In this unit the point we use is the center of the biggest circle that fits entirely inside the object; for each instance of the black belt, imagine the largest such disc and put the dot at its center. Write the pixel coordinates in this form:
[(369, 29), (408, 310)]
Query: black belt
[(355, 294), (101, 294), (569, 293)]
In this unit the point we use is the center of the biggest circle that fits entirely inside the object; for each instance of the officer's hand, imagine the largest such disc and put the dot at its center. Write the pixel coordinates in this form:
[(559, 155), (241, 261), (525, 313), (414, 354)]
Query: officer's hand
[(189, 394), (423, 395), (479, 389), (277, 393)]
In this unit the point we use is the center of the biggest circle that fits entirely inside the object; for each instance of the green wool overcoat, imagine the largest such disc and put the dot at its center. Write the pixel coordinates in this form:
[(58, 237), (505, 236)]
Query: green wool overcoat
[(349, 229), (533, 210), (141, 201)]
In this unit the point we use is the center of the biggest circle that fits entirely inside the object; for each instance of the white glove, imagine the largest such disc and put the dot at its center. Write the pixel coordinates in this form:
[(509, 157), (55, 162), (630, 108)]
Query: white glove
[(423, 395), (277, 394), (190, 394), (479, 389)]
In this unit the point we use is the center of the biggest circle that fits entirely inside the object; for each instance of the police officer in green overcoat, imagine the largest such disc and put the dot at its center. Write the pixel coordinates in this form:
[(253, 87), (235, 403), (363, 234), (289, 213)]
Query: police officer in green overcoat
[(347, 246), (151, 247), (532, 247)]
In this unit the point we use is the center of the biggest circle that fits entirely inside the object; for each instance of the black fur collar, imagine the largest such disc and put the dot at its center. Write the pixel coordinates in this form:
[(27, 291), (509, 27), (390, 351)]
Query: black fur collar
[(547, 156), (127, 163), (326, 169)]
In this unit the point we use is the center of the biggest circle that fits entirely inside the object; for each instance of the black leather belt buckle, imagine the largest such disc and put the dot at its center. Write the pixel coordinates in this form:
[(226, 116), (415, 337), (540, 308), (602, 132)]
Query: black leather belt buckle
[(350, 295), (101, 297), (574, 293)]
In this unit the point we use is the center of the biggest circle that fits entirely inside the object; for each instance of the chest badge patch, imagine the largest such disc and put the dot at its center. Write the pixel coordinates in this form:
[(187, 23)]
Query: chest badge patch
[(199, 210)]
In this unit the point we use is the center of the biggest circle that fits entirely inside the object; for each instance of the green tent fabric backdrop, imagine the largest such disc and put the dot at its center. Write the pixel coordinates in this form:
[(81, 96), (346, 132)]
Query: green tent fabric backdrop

--

● Given request:
Could you update the data from the line with "the green tent" through the end, swapping "backdrop" for "background" and changing nothing else? Return only those lines.

● The answer:
In this unit the point we use is the center of the biggest circle that fits entirely inside the object; for each instance of the green tent fabric background, imagine the largest such disc and put the dot at its center. Write the pixel coordinates in this form:
[(81, 96), (346, 132)]
Query: green tent fabric background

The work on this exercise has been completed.